SQL Cluster patch scripting

so here’s our situation. first I’ll premise this by saying I’m not a SQL expert, and I’m still wrapping my head around the Relevance, PowerShell and xml needed here - I know enough to know I don’t know enough.

We have several SQL always-on clusters, where at the end of the process we need to have the DB residing back on the primary node - I know clusters shouldn’t need that but for reasons not relevant here, it’s the way they are for now.

our deployment engineer gave us two scripts he’d built for our clusters, one for the DR and Secondary nodes, and one for the Primary nodes. The first script seems to work fine, as it doesn’t need to do anything other than run the baseline and patch, etc etc.

the second script is - using fixlets, supposed to fail the db over from primary to secondary, patch from the baseline and then take the db back to itself, however it’s seeming to fail on the last step.

**SUPPLIED INFORMATION**
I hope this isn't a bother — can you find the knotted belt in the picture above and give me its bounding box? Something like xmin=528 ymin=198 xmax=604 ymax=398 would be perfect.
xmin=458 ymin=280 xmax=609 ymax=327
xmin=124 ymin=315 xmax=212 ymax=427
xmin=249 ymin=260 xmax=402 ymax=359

**THE PROBLEM**
Decide whether each statement agrees with the post on SQL cluster patch scripting, answering yes or no and quoting the words from the post that settle it. 1. The writer claims to be a SQL expert. 2. The deployment engineer supplied a single script for every node type. 3. The second script appears to fail at its final step.

**CORRECT ANSWER**
1. No: "I’m not a SQL expert"
2. No: "two scripts he’d built for our clusters, one for the DR and Secondary nodes, and one for the Primary nodes"
3. Yes: "it’s seeming to fail on the last step"